# Problem set:
A – From the court opinion on remand, translate this sentence into Spanish: "The diverse party removed the case on the grounds that a separable controversy existed."
B – Condense the paragraph of the court opinion on remand that opens with "We are unpersuaded by defendants’ claim" into a short bulleted list that keeps its main facts.
C – Proceed with the court opinion on remand from the point where it stops.

# Exercise text:

The District Court thus remanded this case to state court on a procedural ground within the meaning of § 1447(c) and, pursuant to § 1447(d), we cannot review this decision.
We are unpersuaded by defendants’ claim that because the District Court had to rule on the exception to the unanimity rule, a separate exception to the § 1447(d) bar applies. In Waco v. United States Fidelity & Guaranty Co., 293 U.S. 140, 55 S.Ct. 6, 79 L.Ed. 244 (1934), the Supreme Court considered a case in which removal was based on the entry of a diverse party into the underlying dispute. The diverse party removed the case on the grounds that a separable controversy existed. The District Court dismissed the third party and remanded for lack of jurisdiction because diversity had been destroyed. See id. at 142. The Supreme Court held that while no appeal could lie from the remand order itself, “in logic and in fact the decree of dismissal preceded that of remand and was made by the District Court while it had control of the cause. Indisputably, this order is the subject of an appeal____” Id. at 143. This is not a true exception to the § 1447(d) bar, rather the Waco Court recognized that where a separate decision necessarily preceded the decision to remand, the court of appeals can review the earlier decision. See Trans Penn Wax Corp. v. McCandless, 50 F.3d 217, 222 (3d Cir.1995) (“The Court in Waco did not create an exception to the bar of review of remand orders; it held only that separable decisions underlying and preceding the remand could be reviewed.”).

# Recorded information:

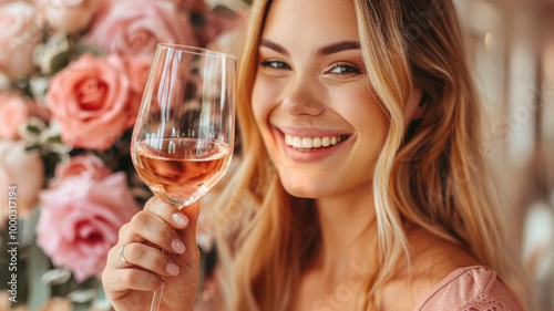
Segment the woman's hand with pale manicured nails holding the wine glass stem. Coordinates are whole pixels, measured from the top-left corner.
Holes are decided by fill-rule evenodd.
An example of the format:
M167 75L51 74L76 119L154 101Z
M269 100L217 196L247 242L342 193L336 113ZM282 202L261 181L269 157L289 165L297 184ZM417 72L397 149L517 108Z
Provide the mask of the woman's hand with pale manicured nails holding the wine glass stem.
M115 310L150 310L152 292L162 288L162 310L193 309L199 278L197 218L197 205L179 210L154 197L121 228L102 273Z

# Answers to the exercise:
A – La parte de ciudadanía diversa trasladó el caso alegando que existía una controversia separable.

B –
- The court rejects defendants' claim that a separate exception to the § 1447(d) bar applies because the District Court had to rule on the exception to the unanimity rule.
- In Waco v. United States Fidelity & Guaranty Co. (1934), a case was removed after a diverse party entered the dispute and claimed a separable controversy existed.
- The District Court in Waco dismissed the third party and remanded for lack of jurisdiction because diversity had been destroyed.
- The Supreme Court held that the remand order itself could not be appealed, but the dismissal, which preceded the remand while the District Court still controlled the case, could be.
- Waco is not a true exception to the § 1447(d) bar; it allows review only of separate decisions that necessarily preceded the remand, as Trans Penn Wax Corp. v. McCandless (3d Cir. 1995) confirms.

C –
Following Waco, we have held that “a district court cannot prevent appellate review of a final collateral order by contemporaneously remanding a case to state court.... Such an order, however, must satisfy two separate jurisdictional requirements. First, it must avoid the bar to *173appellate review in 28 U.S.C. § 1447(d). Second, it must satisfy the finality requirement of 28 U.S.C. § 1291.” Carr v. American Red Cross, 17 F.3d 671, 675 (3d Cir. 1994) (citing Powers v. Southland Corp., 4 F.3d 223, 226 (3d Cir.1993)). Under the first prong, “the order must be both logically precedent to, and separable from, the remand decision.” Id. Defendants contend that the District Court’s remand is “based on its finding that Sud Voyages and Palm Tours actually are defendants in this litigation. The decision is the substantive decision on which the remand depends. If that decision is incorrect, the remand is incorrect. Thus the District Court’s remand order is reviewable.” Grey Br. at 5. This argument is unavailing.
Here, unlike in Waco, there is no separate issue to consider or order to be appealed. Rather, the defendants request review of a decision that was part and parcel of the District Court’s decision to remand in the first place. That is, the District Court ruled on whether the Moroccan defendants were fraudulently added or nominal defendants. In making its decision, the District Court rejected the defendants’ argument that the Moroccan tour companies are nominal defendants because no court sitting in Pennsylvania would have personal jurisdiction over the Moroccan companies. The court had to make that decision in order to rule on whether the rule of unanimity applied and thus whether removal was procedurally proper. Therefore, there is no separable decision for us to review and the Waco fine of cases does not apply.
CONCLUSION
This appeal will be dismissed for want of jurisdiction.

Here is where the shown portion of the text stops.